[Start of EXERCISE INPUT]
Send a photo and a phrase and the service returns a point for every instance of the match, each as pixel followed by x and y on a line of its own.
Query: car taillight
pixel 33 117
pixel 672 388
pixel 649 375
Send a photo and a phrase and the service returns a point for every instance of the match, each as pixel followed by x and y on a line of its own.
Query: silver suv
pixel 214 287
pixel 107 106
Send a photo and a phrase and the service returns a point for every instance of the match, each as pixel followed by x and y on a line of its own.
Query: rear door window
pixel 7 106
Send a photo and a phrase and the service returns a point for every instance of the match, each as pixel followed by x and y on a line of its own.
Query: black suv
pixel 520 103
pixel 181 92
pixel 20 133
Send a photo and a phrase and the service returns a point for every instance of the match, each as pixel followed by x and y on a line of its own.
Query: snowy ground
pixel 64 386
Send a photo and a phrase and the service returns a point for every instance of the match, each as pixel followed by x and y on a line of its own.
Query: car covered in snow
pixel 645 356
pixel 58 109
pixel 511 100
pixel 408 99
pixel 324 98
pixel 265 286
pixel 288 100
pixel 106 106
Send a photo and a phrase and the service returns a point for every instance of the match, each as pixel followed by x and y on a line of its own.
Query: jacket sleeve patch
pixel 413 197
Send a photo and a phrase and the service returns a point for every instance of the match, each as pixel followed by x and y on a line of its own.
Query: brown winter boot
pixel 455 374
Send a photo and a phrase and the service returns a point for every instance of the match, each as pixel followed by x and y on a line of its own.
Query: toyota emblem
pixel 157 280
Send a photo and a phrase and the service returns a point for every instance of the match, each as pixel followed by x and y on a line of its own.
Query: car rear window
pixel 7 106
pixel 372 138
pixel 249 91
[End of EXERCISE INPUT]
### REQUIREMENTS
Rewrite every item above, switching "service" to "tool" wherever it appears and leaving everything else unchanged.

### SOLUTION TO THIS TASK
Send a photo and a phrase and the tool returns a point for every instance of the match, each as pixel followed by x and y on a line of its own.
Query: car taillight
pixel 33 117
pixel 672 388
pixel 649 375
Send a photo and a phrase and the tool returns a point for every instance of the match, each as pixel followed by x and y on a line of its own.
Query: silver suv
pixel 214 287
pixel 107 106
Send a photo and a phrase and the tool returns a point for every instance of the match, each as pixel followed by x and y on a line of its own.
Query: rear door window
pixel 7 106
Send a photo and a phrase and the tool returns a point for every instance of the match, each as pixel followed by x and y on a line of its own.
Query: black suv
pixel 520 103
pixel 181 92
pixel 20 133
Send a photo and a phrase and the tool returns a point for every instance of the match, each as pixel followed by x and y on a line of its own.
Query: snowy ground
pixel 64 386
Send a photo and a phrase and the tool returns a point for every instance of the match, each as pixel followed by x and y on a line of its own.
Query: car covered in snow
pixel 645 356
pixel 58 109
pixel 511 100
pixel 408 99
pixel 324 98
pixel 265 286
pixel 288 100
pixel 106 106
Send a photo and a phrase and the tool returns a point for every instance of the match, each as pixel followed by x and y on a line of its own.
Query: jacket sleeve patch
pixel 413 197
Send a photo and a phrase and the tool returns a point for every instance of the match, each as pixel followed by x and y on a line of its own.
Query: brown winter boot
pixel 455 374
Send a photo and a phrase and the tool returns a point for every instance of the match, each as pixel followed by x and y on a line of its own.
Query: toyota emblem
pixel 157 280
Send a photo and a phrase and the tool returns a point for every instance of the match, each as pixel followed by x and y on a line of its own.
Query: car rear window
pixel 7 106
pixel 372 138
pixel 249 91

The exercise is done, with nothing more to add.